▸ **Source records**:
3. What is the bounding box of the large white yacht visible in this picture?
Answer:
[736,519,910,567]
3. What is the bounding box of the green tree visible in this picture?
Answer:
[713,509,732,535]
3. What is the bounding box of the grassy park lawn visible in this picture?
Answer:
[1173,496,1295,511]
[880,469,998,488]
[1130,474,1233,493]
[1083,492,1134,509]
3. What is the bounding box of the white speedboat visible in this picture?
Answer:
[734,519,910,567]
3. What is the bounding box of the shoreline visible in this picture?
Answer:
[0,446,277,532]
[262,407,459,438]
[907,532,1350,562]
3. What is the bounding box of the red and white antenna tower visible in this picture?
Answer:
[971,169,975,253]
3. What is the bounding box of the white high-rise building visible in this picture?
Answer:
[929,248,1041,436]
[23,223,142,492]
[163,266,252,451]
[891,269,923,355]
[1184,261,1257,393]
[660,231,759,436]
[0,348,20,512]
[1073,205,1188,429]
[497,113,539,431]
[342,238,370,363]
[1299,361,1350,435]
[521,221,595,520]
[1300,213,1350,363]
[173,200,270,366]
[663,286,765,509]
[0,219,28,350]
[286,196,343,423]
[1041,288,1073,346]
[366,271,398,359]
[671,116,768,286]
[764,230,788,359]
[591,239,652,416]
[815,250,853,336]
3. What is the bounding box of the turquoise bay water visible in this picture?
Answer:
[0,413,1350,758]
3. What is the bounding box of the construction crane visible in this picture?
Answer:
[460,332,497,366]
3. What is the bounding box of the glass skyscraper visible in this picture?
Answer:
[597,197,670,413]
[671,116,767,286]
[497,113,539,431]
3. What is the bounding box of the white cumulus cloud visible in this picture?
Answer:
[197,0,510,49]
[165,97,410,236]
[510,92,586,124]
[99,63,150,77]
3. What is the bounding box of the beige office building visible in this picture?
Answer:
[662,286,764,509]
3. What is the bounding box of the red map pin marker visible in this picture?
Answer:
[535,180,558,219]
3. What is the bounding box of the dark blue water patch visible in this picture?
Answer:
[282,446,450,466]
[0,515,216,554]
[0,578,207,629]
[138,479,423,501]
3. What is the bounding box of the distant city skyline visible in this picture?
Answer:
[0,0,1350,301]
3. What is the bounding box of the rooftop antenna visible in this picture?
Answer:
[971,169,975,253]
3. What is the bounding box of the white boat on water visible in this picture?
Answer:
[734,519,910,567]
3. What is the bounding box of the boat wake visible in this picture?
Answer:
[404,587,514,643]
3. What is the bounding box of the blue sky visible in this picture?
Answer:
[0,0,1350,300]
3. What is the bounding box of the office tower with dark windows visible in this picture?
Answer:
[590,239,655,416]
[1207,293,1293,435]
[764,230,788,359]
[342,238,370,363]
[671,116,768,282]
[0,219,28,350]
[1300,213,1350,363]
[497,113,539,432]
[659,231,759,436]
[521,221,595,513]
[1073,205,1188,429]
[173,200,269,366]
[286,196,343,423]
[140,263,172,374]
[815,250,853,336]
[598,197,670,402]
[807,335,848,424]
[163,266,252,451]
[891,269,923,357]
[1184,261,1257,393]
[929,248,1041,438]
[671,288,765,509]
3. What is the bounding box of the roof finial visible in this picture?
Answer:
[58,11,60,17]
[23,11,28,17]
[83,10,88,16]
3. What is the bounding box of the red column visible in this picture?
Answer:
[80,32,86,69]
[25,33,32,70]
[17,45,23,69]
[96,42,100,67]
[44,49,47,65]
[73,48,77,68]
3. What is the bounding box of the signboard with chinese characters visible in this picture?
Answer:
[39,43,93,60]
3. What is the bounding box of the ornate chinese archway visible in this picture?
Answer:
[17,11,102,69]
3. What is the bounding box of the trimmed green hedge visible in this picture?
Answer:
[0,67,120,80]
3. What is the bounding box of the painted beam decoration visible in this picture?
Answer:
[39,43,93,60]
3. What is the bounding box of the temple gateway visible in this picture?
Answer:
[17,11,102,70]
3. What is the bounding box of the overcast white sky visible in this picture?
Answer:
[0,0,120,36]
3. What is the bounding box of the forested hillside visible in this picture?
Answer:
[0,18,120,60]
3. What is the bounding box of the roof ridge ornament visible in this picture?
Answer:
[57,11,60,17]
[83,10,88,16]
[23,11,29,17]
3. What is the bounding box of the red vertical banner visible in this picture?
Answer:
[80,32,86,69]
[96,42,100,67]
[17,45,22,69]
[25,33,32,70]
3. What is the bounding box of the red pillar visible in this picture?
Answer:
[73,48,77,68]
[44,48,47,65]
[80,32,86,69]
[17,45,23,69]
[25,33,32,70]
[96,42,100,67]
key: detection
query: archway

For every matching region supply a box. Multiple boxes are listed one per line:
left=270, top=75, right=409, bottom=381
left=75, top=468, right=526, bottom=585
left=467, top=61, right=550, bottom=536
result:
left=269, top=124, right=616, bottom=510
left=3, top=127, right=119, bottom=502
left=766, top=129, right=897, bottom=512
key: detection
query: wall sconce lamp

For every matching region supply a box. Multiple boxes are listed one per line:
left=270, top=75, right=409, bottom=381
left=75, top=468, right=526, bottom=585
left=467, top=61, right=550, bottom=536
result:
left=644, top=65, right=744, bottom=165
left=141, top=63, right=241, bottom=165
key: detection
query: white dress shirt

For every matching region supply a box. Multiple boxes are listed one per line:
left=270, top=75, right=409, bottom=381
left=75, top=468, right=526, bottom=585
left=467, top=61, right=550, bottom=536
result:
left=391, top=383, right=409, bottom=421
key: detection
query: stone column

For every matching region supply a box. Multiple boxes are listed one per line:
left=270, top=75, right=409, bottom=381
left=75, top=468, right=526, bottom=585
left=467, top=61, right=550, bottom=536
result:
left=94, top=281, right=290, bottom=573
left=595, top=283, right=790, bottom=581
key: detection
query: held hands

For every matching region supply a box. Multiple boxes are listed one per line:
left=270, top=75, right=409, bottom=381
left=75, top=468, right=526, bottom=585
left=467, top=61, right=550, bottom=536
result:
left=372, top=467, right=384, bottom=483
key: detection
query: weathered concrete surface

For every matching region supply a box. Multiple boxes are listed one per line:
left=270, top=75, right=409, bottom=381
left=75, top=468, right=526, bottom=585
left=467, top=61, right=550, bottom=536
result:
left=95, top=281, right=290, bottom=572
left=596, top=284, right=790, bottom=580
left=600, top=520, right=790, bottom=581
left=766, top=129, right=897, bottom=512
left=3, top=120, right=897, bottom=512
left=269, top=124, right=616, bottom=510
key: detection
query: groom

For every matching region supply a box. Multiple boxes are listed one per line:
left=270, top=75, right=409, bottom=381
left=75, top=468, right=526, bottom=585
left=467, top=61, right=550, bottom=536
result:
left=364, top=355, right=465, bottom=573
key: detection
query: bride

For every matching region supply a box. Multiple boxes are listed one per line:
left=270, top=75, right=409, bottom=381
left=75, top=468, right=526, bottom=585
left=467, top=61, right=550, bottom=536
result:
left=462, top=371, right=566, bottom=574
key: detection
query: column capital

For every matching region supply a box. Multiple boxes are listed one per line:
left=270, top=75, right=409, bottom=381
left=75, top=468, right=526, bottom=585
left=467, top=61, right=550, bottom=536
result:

▸ **Stated task**: Retype the part of the items above that opens with the line containing "3. What is the bounding box of the white cumulus" and closes with the line containing "[0,67,120,80]", including both of those lines.

▸ **Finished answer**:
3. What is the bounding box of the white cumulus cloud visible in this picture?
Answer:
[197,0,510,49]
[165,97,410,236]
[510,92,586,124]
[99,63,150,77]
3. What is the bounding box of the beige office building visible in this picture?
Answer:
[662,286,764,509]
3. What is the bounding box of the red map pin marker visible in this picture?
Answer:
[535,180,558,219]
3. What is the bounding box of the dark blue water patch visible in this picture?
Answer:
[282,446,450,466]
[0,515,216,554]
[0,578,207,629]
[138,479,423,501]
3. What is the bounding box of the distant city skyline visible in this picture?
Answer:
[0,0,1350,301]
3. What is the bounding box of the rooftop antenna visible in this picture?
Answer:
[971,169,975,253]
3. What is the bounding box of the white boat on water visible in this picture?
Answer:
[734,519,910,567]
3. What is the bounding box of the boat wake visible in this picture?
Answer:
[404,587,514,643]
3. What is the bounding box of the blue sky visible in this picture?
Answer:
[0,0,1350,300]
3. What is the bounding box of the office tower with dark windows visible in this picture?
Answer:
[590,239,655,416]
[1207,293,1293,435]
[764,230,788,359]
[342,238,370,363]
[671,116,768,282]
[0,219,28,350]
[1300,213,1350,363]
[497,113,539,432]
[659,231,759,436]
[521,221,595,513]
[1073,205,1188,429]
[173,200,269,366]
[286,196,343,423]
[140,263,172,374]
[815,250,853,336]
[598,197,670,402]
[807,335,848,424]
[163,266,252,451]
[891,269,923,357]
[1184,261,1257,393]
[929,248,1041,438]
[671,288,765,509]
3. What is the bounding box of the roof finial visible in this picture?
Answer:
[58,11,60,17]
[23,11,28,17]
[83,10,88,16]
3. What is the bounding box of the red column visible in this picture?
Answer:
[80,32,86,69]
[25,33,32,70]
[17,45,23,69]
[96,42,100,67]
[44,49,47,65]
[73,48,77,68]
3. What is the bounding box of the signboard with chinese characters visible in this picture?
Answer:
[39,43,93,60]
3. What is the bounding box of the ornate chinese archway visible in this picture?
Answer:
[17,11,102,69]
3. What is the bounding box of the trimmed green hedge visible in this picture?
Answer:
[0,67,120,80]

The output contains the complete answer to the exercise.